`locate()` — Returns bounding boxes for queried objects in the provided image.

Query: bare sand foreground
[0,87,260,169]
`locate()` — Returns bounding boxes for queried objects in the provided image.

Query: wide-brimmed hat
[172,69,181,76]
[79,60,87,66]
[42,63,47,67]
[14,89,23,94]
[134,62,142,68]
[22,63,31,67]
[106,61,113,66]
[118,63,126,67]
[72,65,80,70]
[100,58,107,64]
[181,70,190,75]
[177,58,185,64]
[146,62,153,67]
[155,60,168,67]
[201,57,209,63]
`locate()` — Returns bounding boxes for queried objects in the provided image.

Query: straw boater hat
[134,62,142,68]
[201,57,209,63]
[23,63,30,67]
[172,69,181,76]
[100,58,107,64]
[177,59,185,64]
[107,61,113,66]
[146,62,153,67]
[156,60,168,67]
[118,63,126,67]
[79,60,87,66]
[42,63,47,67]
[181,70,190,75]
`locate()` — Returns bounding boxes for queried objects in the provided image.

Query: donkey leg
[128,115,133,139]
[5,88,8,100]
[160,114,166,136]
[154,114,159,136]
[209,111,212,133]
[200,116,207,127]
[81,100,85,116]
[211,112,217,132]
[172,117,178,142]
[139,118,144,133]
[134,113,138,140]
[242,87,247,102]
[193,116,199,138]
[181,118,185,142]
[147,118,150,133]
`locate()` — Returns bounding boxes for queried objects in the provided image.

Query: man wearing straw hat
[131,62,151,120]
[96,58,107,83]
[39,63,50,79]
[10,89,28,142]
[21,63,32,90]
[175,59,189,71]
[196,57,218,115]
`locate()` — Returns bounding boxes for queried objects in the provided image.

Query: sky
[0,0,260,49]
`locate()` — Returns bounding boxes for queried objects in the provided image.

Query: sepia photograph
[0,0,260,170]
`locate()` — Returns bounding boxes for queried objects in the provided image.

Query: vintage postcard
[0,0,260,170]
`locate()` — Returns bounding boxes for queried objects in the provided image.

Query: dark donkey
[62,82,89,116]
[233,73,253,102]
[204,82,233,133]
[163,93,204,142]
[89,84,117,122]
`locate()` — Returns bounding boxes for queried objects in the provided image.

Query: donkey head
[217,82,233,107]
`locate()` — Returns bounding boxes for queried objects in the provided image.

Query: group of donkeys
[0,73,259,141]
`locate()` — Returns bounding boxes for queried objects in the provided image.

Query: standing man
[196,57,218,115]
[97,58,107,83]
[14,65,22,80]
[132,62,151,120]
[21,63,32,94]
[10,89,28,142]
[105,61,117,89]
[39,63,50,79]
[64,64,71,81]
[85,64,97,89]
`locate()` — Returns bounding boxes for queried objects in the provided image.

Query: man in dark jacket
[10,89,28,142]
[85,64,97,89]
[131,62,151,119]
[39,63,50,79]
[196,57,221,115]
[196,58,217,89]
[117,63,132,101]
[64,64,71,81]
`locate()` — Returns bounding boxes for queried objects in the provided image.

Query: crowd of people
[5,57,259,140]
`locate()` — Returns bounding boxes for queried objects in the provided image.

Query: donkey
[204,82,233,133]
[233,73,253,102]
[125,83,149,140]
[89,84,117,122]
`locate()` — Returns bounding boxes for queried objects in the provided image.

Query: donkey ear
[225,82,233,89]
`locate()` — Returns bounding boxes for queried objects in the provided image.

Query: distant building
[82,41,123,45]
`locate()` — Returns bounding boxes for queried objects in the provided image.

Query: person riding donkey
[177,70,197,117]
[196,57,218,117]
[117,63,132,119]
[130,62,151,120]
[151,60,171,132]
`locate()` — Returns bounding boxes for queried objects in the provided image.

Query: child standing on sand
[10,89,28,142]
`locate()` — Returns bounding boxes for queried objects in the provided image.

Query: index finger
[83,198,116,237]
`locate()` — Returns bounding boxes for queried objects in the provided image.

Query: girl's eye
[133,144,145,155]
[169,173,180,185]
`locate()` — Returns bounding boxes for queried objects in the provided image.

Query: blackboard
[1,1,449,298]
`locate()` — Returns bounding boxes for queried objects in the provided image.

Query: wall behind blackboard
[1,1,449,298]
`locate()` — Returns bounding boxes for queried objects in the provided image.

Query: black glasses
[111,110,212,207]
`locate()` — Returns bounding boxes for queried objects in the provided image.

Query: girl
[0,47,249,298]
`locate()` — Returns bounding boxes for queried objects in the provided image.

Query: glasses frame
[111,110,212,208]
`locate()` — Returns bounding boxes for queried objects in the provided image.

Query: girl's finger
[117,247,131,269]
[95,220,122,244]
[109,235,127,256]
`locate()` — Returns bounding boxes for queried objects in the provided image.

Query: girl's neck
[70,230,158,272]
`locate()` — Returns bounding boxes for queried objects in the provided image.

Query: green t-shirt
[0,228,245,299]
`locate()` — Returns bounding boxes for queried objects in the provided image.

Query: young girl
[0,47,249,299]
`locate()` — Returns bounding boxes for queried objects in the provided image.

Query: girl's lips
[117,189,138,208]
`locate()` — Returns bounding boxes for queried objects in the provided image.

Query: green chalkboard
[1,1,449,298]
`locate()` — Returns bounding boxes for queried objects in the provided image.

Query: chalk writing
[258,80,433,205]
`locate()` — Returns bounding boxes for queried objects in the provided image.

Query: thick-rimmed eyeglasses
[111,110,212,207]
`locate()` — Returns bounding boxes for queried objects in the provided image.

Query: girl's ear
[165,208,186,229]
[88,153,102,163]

----------

Rewrite the stretch from the start of the records through the line that contains "[0,87,260,169]", requests included. Scale every bounding-box coordinate in the answers by 1.15 and round each result to a whole number, with halves rounded up.

**FINISHED EXERCISE**.
`locate()` — Returns bounding boxes for queried objects in the provided image.

Query: bare sand foreground
[0,100,299,194]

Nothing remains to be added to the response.